» **Requirement**
In the passage below on Lula's election win over Bolsonaro, who was Lula's running mate?

1. The fear of authoritarianism. While many Brazilians haven’t forgiven Lula for the corruption that plagued his two previous administrations, there was a pervasive fear across the population that Bolsonaro – a former army captain – was leading the country towards dictatorship. Bolsonaro – who repeatedly hinted that he wouldn’t recognize an electoral defeat in 2022 – appointed members of the Brazilian Armed Forces to key government posts during his administration. This contributed to Lula’s campaign strategy of making this an election not about him, but about the defense of democratic institutions.

2. The pandemic. Bolsonaro’s mismanagement of the pandemic response – which led to the deaths of nearly 700,000 Brazilians – cost him at the polls. He was slow to buy vaccines and impose health restrictions – he even openly mocked getting vaccinated. His lack of empathy towards the victims of Covid-19 and his opposition to the quarantines imposed by various governors damaged his image domestically and internationally.

3. The power of alliances. Lula – as he did in his previous two electoral victories – expanded his base, welcoming parties from the left, center and right into his coalition. The fact that his running mate was Geraldo Alckmin – a center-right leader who was defeated by Lula during the 2006 presidential election – drew the attention of many moderates who don’t typically support Lula’s Workers’ Party (PT). Another historical rival of Lula’s – center-left ex-president Fernando Henrique Cardoso – also endorsed him, speaking out against Bolsonaro’s hateful rhetoric.

4. Nostalgia. The Northeast Region of Brazil – made up of nine poor and racially diverse states – gave Lula landslide victories. Voters had fond memories of his tenure, which drastically reduced poverty, created social programs and improved healthcare and educational access. As they live through the socio-economic aftershocks of the pandemic, they are hoping for a return to the good times. Lula will have to work hard to satisfy the high expectations of lower-income citizens, especially since the rapid economic growth of the early 2000s no longer exists.

5. The Jefferson Effect. Bolsonaro’s close relationship with Roberto Jefferson – an ex-congressman who, last Sunday, shot and threw a grenade at police officers when they came to arrest him – left a bad taste in the electorate’s mouth. Jefferson was being charged for leading “antidemocratic digital militias” and threatening a female member of the Supreme Court online. Bolsonaro quickly threw Jefferson under the bus, calling him a “gangster” in a video he posted on social media, but the damage was done. He likely lost some undecided voters because of his former ally’s brazen, criminal actions.

6. The ability to compromise. After being sworn in next year, Lula will have to govern with a Congress that is dominated by conservative parties. Bolsonaro’s Liberal Party will control 99 seats: a fifth of the Chamber of Deputies. Many centrists Brazilians likely saw that, after the strong showing for the hard-right in the first round, the country would require a conciliatory president to build a functioning legislative majority. Since his first term in office, Lula has shown his capacity for negotiation – it will now be more necessary than ever.

7. The evangelical community. A third of Brazil’s population – more than 65 million people – identifies as evangelical Christian. In the first round, nearly 70% of these adherents voted for Bolsonaro’s socially-conservative program. But Lula held his own with this group, spending the last days of the runoff election doing outreach among evangelicals. He denounced the lies being spread by Bolsonaro – he even wrote a “letter to the Christians,” in which he promised to never restrict religious freedom. He also made some controversial, tactical decisions: he claimed to be anti-choice, but said that the matter of abortion was in the hands of the Congress. At one point, to counter Bolsonaro’s transphobic rhetoric, he said that his government wouldn’t impose unisex bathrooms in public.

Bolsonaro was, of course, his own worst enemy. He and his allied pastors campaigned so aggressively via church networks that they scared away moderate believers. Millions chose Lula – or chose to stay home – over the prospect of rewarding Bolsonaro’s crude, angry rhetoric with their votes.

» **Extracted data**
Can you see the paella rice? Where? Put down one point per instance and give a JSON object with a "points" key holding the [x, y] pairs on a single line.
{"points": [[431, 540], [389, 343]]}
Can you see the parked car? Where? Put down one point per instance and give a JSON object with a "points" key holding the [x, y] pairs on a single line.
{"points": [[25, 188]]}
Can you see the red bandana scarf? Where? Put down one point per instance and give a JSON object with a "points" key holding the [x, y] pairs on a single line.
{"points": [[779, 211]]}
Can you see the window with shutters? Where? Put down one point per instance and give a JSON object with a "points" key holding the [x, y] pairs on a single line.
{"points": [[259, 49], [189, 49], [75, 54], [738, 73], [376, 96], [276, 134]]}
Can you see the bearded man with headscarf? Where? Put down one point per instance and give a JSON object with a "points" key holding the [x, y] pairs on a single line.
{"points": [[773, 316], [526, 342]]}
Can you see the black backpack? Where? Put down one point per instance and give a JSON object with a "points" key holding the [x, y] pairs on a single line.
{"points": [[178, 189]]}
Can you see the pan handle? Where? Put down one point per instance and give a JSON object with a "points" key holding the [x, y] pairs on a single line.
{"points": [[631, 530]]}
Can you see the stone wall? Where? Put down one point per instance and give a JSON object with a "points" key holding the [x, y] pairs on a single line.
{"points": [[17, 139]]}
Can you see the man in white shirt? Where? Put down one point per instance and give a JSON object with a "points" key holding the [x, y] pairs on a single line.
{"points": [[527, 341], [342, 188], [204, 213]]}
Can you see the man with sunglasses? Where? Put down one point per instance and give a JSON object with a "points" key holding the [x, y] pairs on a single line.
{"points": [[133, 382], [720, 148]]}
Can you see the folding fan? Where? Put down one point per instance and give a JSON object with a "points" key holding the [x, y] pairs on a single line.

» **Expected answer**
Geraldo Alckmin, a center-right leader whom Lula defeated in the 2006 presidential election.